# Given instruction 1:
Report every line in the records that contains the word "chair", treating uppercase and lowercase as different.

# Reading text:
-.-.-

In [12]:
import pandas as pd
import numpy as np
from sklearn.preprocessing import OneHotEncoder, StandardScaler
from sklearn.ensemble import RandomForestClassifier
from sklearn.metrics import accuracy_score

# Load the datasets
train_emoticon_df = pd.read_csv("datasets/train/train_emoticon.csv")
train_emoticon_X = train_emoticon_df['input_emoticon'].tolist()
train_emoticon_Y = train_emoticon_df['label'].tolist()

# test_emoticon_X = pd.read_csv("datasets/valid/valid_emoticon.csv")['input_emoticon'].tolist()
valid_emoticon_df = pd.read_csv("datasets/valid/valid_emoticon.csv")
valid_emoticon_X = valid_emoticon_df['input_emoticon'].tolist()
valid_emoticon_Y = valid_emoticon_df['label'].tolist()

train_seq_df = pd.read_csv("datasets/train/train_text_seq.csv")
train_seq_X = train_seq_df['input_str'].tolist()
train_seq_Y = train_seq_df['label'].tolist()

# test_seq_X = pd.read_csv("datasets/valid/valid_text_seq.csv")['input_str'].tolist()
valid_seq_df = pd.read_csv("datasets/valid/valid_text_seq.csv")
valid_seq_X = valid_seq_df['input_str'].tolist()

-.-.-

Source records:
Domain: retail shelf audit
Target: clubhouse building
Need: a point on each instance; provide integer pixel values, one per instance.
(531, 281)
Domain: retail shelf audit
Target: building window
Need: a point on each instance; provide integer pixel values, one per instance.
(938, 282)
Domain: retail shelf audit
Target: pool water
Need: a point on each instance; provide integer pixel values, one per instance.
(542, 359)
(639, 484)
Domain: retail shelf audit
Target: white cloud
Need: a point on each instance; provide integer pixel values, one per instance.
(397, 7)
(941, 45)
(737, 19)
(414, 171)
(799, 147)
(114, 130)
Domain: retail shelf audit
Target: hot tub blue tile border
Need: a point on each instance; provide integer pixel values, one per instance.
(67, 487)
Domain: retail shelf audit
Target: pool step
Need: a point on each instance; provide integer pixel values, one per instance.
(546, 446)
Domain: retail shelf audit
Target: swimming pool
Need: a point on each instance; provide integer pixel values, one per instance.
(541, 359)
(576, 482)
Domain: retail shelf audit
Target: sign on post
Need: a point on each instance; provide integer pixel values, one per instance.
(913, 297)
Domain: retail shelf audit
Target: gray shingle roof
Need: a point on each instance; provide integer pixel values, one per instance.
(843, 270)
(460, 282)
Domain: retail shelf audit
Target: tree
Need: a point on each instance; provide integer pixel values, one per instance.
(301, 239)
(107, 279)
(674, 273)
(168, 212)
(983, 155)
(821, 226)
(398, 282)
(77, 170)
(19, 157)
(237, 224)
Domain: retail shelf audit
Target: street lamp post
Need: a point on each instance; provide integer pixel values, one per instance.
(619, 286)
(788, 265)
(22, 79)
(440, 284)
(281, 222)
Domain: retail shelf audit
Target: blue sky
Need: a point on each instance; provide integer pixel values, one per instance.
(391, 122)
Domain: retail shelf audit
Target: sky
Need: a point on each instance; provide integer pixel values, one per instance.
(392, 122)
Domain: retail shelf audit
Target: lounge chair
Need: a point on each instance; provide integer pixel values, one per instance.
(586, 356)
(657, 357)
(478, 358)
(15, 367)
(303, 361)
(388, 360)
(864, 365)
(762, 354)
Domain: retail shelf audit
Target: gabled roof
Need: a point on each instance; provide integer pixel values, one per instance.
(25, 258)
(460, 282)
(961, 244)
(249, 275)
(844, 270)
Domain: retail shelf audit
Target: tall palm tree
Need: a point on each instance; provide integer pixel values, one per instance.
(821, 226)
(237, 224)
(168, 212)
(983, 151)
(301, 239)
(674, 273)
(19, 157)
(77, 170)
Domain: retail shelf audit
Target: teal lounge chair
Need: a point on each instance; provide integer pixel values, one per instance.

-.-.-

# Given instruction 2:
Rename "train_emoticon_df" to "train_emoji_df" in the data-loading code, then write out everything from "# Load the datasets" down to "train_emoticon_X = train_emoticon_df['input_emoticon'].tolist()" with that change applied.

# Task answer 1:
Target: lounge chair
Target: teal lounge chair

# Task answer 2:
# Load the datasets
train_emoji_df = pd.read_csv("datasets/train/train_emoticon.csv")
train_emoticon_X = train_emoji_df['input_emoticon'].tolist()